- _Exercise_:
Set out every line of the records below as a numbered list, skipping blank lines. Leave the pictures out of your list.

- _Input material_:
>>>>
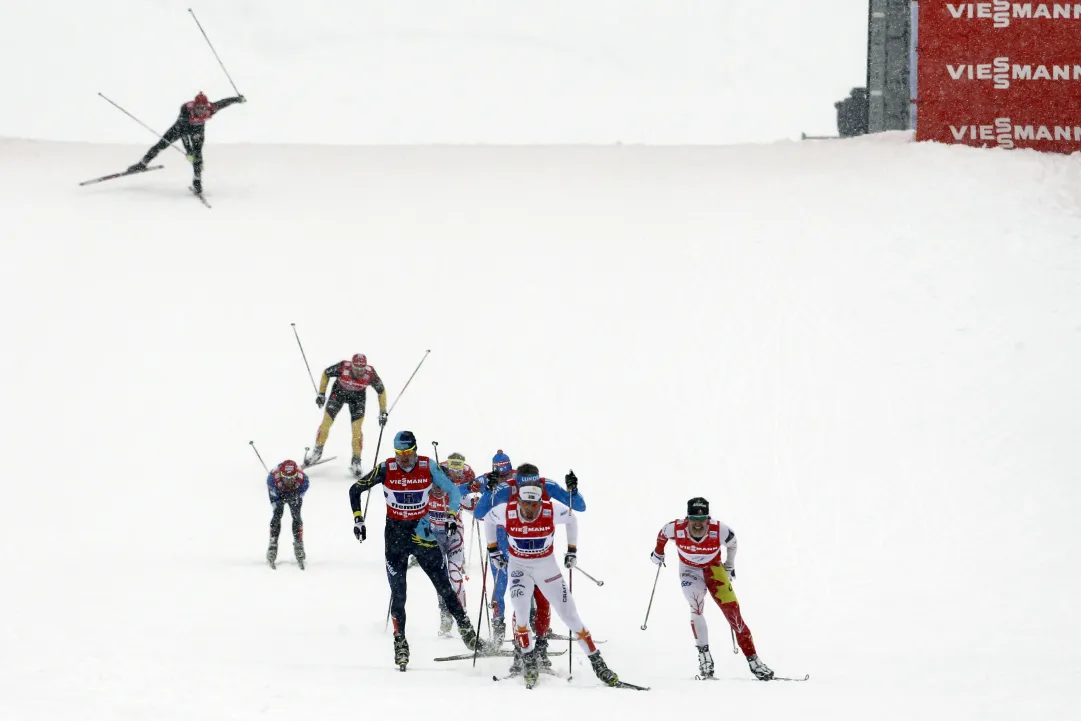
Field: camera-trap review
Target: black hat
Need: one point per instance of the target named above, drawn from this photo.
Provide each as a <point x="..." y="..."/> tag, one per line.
<point x="697" y="508"/>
<<<<
- _Solution_:
1. Field: camera-trap review
2. Target: black hat
3. Need: one point per instance of the target named above, drawn from this photo.
4. Provide each as a <point x="..." y="..."/> tag, one per line.
5. <point x="697" y="508"/>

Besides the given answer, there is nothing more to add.